* [PROBLEM TO SOLVE]: Only certain lines below are wanted: those starting at the line containing "task | identify every instance of the gable" and ending at the line containing "task | identify every instance of the white", both included, each retyped exactly.

Source records:
···
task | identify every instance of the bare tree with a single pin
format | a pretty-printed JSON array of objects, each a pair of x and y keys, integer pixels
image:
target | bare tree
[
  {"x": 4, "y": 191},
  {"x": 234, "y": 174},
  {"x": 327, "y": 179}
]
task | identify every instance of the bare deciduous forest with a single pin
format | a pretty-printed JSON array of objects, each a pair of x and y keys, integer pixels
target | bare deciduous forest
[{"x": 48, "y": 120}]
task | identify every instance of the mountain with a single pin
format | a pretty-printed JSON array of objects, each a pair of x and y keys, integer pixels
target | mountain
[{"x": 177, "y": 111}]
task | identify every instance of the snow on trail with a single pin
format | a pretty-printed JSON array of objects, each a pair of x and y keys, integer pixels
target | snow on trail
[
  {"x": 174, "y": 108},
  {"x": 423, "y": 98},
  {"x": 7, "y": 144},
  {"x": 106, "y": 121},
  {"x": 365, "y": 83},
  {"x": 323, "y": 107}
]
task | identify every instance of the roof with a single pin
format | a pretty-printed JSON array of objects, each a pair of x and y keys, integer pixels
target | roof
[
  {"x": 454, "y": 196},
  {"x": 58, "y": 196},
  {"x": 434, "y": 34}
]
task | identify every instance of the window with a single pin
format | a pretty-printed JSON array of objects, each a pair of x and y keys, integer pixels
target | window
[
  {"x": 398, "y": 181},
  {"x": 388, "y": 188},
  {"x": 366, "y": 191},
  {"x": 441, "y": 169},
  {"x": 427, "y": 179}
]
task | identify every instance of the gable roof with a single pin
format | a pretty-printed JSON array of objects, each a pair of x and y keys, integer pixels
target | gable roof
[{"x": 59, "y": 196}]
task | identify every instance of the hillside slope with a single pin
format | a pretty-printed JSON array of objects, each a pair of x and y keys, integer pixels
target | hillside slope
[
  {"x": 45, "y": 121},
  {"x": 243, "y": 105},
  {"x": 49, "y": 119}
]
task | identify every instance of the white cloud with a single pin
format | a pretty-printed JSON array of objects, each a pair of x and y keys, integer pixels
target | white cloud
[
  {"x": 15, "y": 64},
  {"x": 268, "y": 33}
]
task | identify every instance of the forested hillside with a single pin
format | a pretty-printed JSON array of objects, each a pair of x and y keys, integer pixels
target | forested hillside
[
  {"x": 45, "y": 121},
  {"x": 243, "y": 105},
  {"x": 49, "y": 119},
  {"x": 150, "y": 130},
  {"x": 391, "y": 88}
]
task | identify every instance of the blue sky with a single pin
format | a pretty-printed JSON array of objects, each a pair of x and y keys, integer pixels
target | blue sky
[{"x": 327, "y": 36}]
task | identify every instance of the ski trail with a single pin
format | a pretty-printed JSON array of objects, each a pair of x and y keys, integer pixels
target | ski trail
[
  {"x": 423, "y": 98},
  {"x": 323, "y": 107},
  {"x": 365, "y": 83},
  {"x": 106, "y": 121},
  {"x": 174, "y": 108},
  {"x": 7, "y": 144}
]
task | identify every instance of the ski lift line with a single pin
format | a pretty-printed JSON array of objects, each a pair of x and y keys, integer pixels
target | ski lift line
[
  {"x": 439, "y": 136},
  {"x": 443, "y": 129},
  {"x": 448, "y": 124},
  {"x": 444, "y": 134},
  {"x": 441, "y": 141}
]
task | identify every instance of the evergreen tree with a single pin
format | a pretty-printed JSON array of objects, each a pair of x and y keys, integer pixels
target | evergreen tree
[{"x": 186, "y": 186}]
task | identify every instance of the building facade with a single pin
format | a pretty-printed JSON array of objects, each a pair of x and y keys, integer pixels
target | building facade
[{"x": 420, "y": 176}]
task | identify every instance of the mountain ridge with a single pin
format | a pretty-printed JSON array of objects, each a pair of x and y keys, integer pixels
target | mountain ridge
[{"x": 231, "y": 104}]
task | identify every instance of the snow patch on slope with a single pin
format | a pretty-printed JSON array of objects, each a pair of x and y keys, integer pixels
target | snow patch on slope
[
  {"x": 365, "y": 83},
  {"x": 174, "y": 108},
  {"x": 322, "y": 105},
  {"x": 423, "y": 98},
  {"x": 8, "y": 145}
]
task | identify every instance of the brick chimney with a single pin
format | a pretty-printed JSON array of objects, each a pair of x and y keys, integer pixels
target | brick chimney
···
* [RESULT OF THIS EXERCISE]:
task | identify every instance of the gable roof with a single pin
format | a pretty-printed JSON array of objects, each a pair of x and y keys, integer pixels
target | gable roof
[{"x": 59, "y": 196}]
task | identify every instance of the hillside slope with a single pin
format | a pretty-printed JSON array of objects, each a pair of x and y keys, integer pixels
target | hillside slope
[
  {"x": 45, "y": 121},
  {"x": 243, "y": 105},
  {"x": 49, "y": 119}
]
task | identify every instance of the white cloud with a single pin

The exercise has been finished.